→ **Exercise objective**:
Answer these questions from the heat pump cylinder text.
1. What does a heat-pump-rated cylinder typically cost for the unit?
2. What coil surface area in m² should a quote show?
3. To about what temperature does a heat pump heat water?
*** Exercise text ***
A heat-pump-rated cylinder typically costs £500–£1,500 for the unit, depending on size and whether it's a twin-coil (solar-thermal-compatible) or smart cylinder. It's a line item within the overall install, which averages around £13,000 before the £7,500 BUS grant. Smart cylinders (e.g. Mixergy) that heat only the volume you need can improve efficiency further, at a premium.

What to check on your quote

  • Coil surface area in m² — should be 2.5–3.5 m², not a boiler-spec ~1 m²
  • Capacity in litres — matched to your household (size up if in doubt)
  • Unvented — for mains-pressure flow at every outlet
  • Immersion heater — for the Legionella cycle and backup
  • Where it's going — confirm the location and that it fits, especially coming from a combi

The cylinder is one of the most consequential and most overlooked parts of a heat pump install. Get the coil area and capacity right and you'll never think about it again. Get it wrong and you'll be cold-showering by 8am. For the full install picture, see our heat pump installation guide.

Common questions

Why does a heat pump need a special hot water cylinder?

A heat pump heats water to about 50–55°C, far cooler than a boiler's 70–80°C. To transfer the same amount of heat from cooler water, the cylinder's internal coil needs a much larger surface area — typically 2.5–3.5 m², versus around 1–1.5 m² in a standard boiler cylinder. A boiler cylinder fitted to a heat pump will reheat painfully slowly and leave you short of hot water, so a heat-pump-specific (high-coil-area) cylinder is essential, not optional.

Can I keep my existing hot water cylinder with a heat pump?
*** Listed records ***
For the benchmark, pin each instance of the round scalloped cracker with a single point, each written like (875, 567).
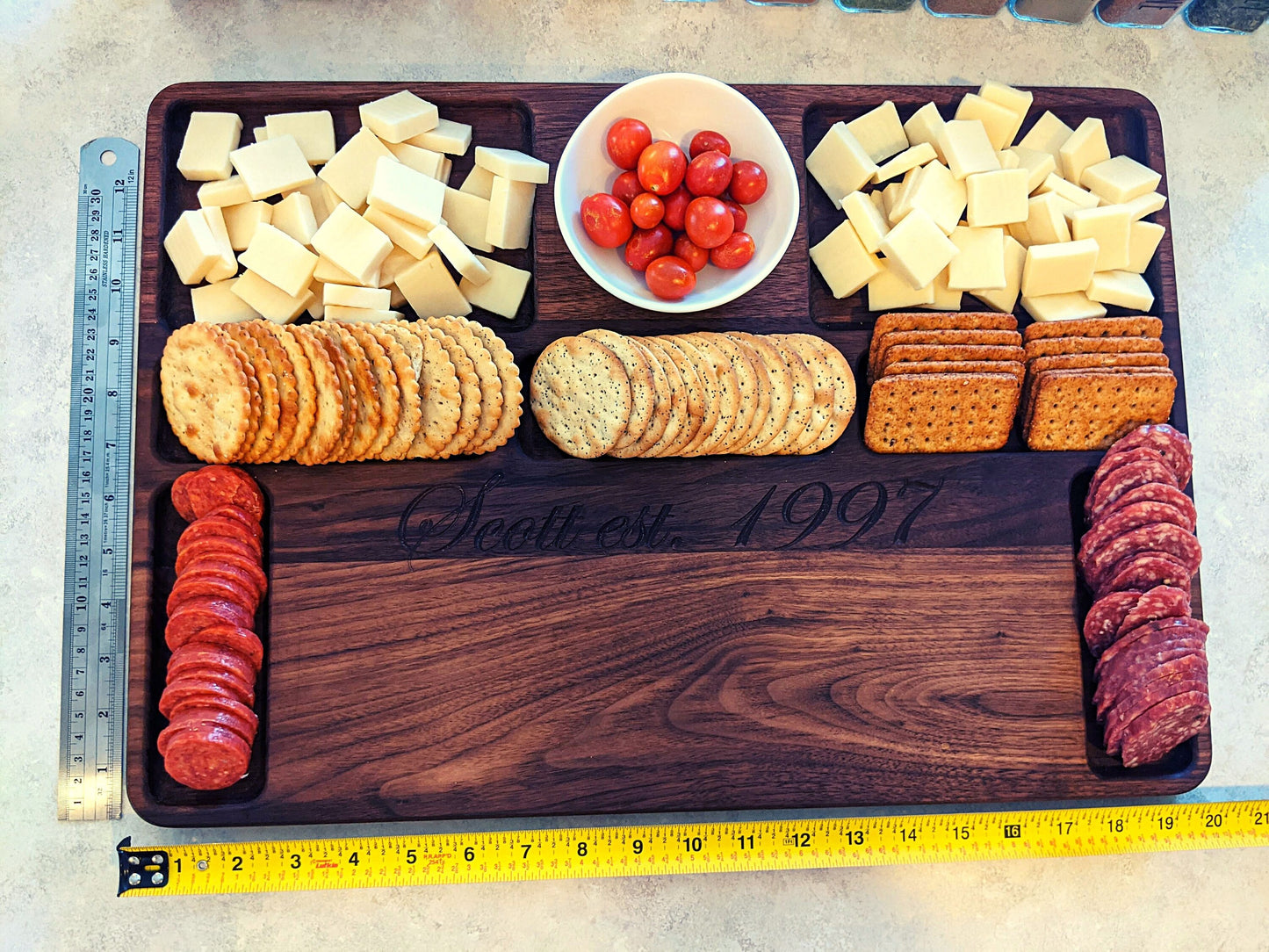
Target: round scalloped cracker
(580, 396)
(205, 393)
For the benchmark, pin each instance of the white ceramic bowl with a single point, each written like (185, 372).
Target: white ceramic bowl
(676, 105)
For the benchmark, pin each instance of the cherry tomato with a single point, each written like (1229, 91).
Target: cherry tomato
(605, 220)
(627, 139)
(646, 211)
(697, 258)
(709, 174)
(747, 182)
(675, 207)
(735, 251)
(709, 141)
(709, 222)
(670, 278)
(626, 187)
(661, 168)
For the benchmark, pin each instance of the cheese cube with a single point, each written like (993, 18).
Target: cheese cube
(268, 299)
(926, 126)
(501, 293)
(452, 137)
(870, 225)
(315, 133)
(981, 259)
(510, 213)
(889, 291)
(1049, 134)
(969, 150)
(1123, 288)
(840, 164)
(224, 191)
(404, 234)
(1071, 307)
(419, 159)
(205, 153)
(880, 133)
(351, 169)
(1006, 299)
(479, 182)
(997, 197)
(242, 221)
(407, 193)
(1143, 239)
(1121, 179)
(430, 291)
(191, 248)
(843, 261)
(399, 117)
(1057, 270)
(999, 122)
(294, 216)
(917, 249)
(1086, 146)
(905, 162)
(217, 304)
(1109, 227)
(353, 244)
(1046, 224)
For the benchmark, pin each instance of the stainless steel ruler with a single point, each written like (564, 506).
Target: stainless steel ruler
(99, 485)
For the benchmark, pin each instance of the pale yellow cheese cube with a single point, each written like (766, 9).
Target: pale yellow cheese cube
(315, 133)
(513, 164)
(870, 225)
(1122, 288)
(843, 261)
(840, 164)
(981, 259)
(967, 148)
(447, 136)
(1071, 307)
(1057, 270)
(501, 293)
(407, 193)
(268, 299)
(510, 213)
(1143, 239)
(217, 304)
(1108, 226)
(191, 248)
(430, 291)
(205, 153)
(399, 117)
(917, 249)
(353, 244)
(351, 169)
(880, 133)
(1085, 148)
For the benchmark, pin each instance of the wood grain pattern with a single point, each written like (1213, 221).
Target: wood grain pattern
(528, 633)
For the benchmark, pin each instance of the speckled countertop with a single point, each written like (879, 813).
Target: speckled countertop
(74, 70)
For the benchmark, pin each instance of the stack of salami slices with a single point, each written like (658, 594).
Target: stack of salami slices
(211, 617)
(1138, 558)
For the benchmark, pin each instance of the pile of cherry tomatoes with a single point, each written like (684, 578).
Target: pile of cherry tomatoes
(674, 213)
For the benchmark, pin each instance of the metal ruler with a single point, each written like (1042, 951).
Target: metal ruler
(684, 848)
(99, 485)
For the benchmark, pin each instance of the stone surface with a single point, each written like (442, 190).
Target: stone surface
(74, 70)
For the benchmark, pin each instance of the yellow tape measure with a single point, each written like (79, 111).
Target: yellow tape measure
(684, 848)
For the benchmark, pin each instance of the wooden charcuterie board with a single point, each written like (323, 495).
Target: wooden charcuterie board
(524, 633)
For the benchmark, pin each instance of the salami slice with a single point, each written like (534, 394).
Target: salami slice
(1154, 734)
(1104, 618)
(207, 757)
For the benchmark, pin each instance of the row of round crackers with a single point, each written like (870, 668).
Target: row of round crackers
(697, 393)
(331, 391)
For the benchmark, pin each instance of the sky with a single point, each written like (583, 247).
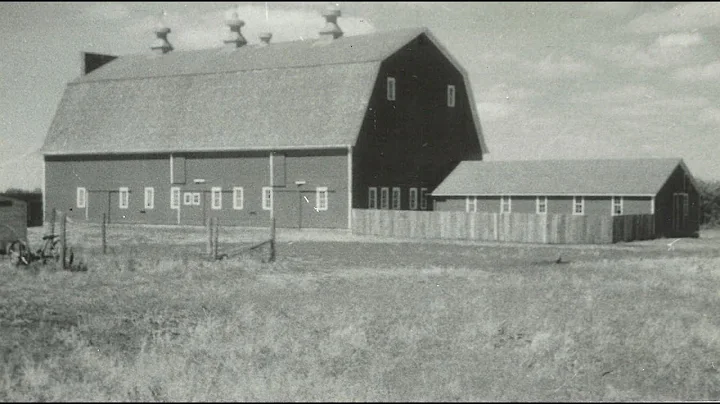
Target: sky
(551, 80)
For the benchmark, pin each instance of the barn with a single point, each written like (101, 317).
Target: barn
(663, 187)
(13, 221)
(302, 131)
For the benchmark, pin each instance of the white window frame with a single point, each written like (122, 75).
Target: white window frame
(321, 199)
(385, 198)
(175, 198)
(451, 95)
(391, 88)
(412, 198)
(396, 197)
(81, 197)
(238, 192)
(538, 204)
(471, 204)
(267, 198)
(372, 197)
(575, 204)
(613, 205)
(149, 202)
(503, 199)
(216, 196)
(126, 199)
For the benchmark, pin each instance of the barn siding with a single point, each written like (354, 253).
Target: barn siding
(399, 140)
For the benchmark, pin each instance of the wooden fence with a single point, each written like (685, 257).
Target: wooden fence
(511, 227)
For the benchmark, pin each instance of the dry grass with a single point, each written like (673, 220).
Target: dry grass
(364, 322)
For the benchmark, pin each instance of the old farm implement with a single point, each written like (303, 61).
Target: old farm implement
(54, 248)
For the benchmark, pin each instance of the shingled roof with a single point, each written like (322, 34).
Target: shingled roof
(620, 177)
(300, 94)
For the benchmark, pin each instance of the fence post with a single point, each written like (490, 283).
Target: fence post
(271, 258)
(62, 238)
(216, 231)
(104, 234)
(208, 227)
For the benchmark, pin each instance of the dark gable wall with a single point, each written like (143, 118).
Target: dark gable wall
(416, 140)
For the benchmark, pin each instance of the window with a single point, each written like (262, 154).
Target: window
(149, 198)
(396, 198)
(384, 197)
(81, 197)
(391, 89)
(451, 95)
(413, 198)
(175, 198)
(216, 197)
(616, 208)
(505, 204)
(321, 198)
(578, 205)
(541, 204)
(123, 198)
(372, 198)
(238, 198)
(267, 198)
(471, 204)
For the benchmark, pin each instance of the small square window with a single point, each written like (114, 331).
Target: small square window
(505, 204)
(413, 198)
(541, 205)
(321, 199)
(216, 197)
(175, 198)
(391, 89)
(451, 95)
(81, 197)
(267, 198)
(578, 205)
(384, 198)
(238, 198)
(123, 198)
(396, 198)
(372, 198)
(149, 198)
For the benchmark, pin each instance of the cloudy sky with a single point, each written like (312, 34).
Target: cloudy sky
(551, 80)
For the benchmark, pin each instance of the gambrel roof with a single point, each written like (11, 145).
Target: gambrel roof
(300, 94)
(618, 177)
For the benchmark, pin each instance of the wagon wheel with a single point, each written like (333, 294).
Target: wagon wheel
(19, 253)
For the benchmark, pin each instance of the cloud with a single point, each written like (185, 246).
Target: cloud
(709, 71)
(564, 66)
(680, 39)
(666, 51)
(208, 30)
(686, 16)
(493, 111)
(106, 11)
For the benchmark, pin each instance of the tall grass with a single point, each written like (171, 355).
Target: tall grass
(140, 327)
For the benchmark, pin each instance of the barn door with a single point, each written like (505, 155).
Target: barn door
(680, 211)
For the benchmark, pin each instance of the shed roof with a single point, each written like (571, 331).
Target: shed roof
(300, 94)
(629, 177)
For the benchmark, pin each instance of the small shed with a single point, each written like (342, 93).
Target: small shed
(663, 187)
(13, 221)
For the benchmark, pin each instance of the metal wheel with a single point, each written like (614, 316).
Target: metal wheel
(19, 252)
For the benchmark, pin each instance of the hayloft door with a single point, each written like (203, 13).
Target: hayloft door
(680, 211)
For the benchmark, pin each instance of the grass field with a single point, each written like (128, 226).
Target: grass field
(360, 319)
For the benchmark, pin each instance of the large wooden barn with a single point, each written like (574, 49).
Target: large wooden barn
(611, 187)
(303, 130)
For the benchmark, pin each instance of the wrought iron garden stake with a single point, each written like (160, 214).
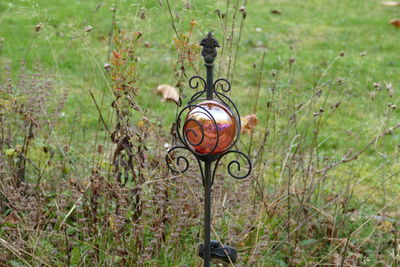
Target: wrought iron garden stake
(210, 129)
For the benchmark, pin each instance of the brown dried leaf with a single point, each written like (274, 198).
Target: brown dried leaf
(168, 92)
(391, 3)
(395, 22)
(276, 12)
(11, 218)
(248, 123)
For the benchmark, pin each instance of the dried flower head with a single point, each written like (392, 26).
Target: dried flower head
(38, 27)
(88, 28)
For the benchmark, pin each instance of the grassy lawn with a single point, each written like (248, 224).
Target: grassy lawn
(315, 54)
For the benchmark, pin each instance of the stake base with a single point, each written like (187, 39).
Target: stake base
(219, 251)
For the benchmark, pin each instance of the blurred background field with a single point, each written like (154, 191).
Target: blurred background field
(321, 76)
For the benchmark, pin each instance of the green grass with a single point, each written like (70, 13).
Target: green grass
(316, 31)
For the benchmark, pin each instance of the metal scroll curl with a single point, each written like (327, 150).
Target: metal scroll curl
(224, 88)
(180, 164)
(194, 83)
(235, 164)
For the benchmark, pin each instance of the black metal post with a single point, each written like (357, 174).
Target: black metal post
(210, 248)
(207, 214)
(209, 53)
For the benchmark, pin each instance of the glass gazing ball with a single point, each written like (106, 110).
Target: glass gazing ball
(201, 132)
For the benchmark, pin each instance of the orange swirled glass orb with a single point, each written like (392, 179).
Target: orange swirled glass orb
(199, 122)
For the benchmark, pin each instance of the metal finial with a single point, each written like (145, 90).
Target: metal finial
(209, 52)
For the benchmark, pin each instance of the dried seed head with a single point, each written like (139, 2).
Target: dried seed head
(340, 80)
(372, 95)
(38, 27)
(142, 13)
(389, 88)
(243, 10)
(88, 28)
(218, 13)
(378, 86)
(187, 4)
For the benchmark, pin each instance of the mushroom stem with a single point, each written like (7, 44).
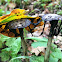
***
→ **Your response**:
1. £500–£1,500
2. 2.5–3.5 m²
3. About 50–55°C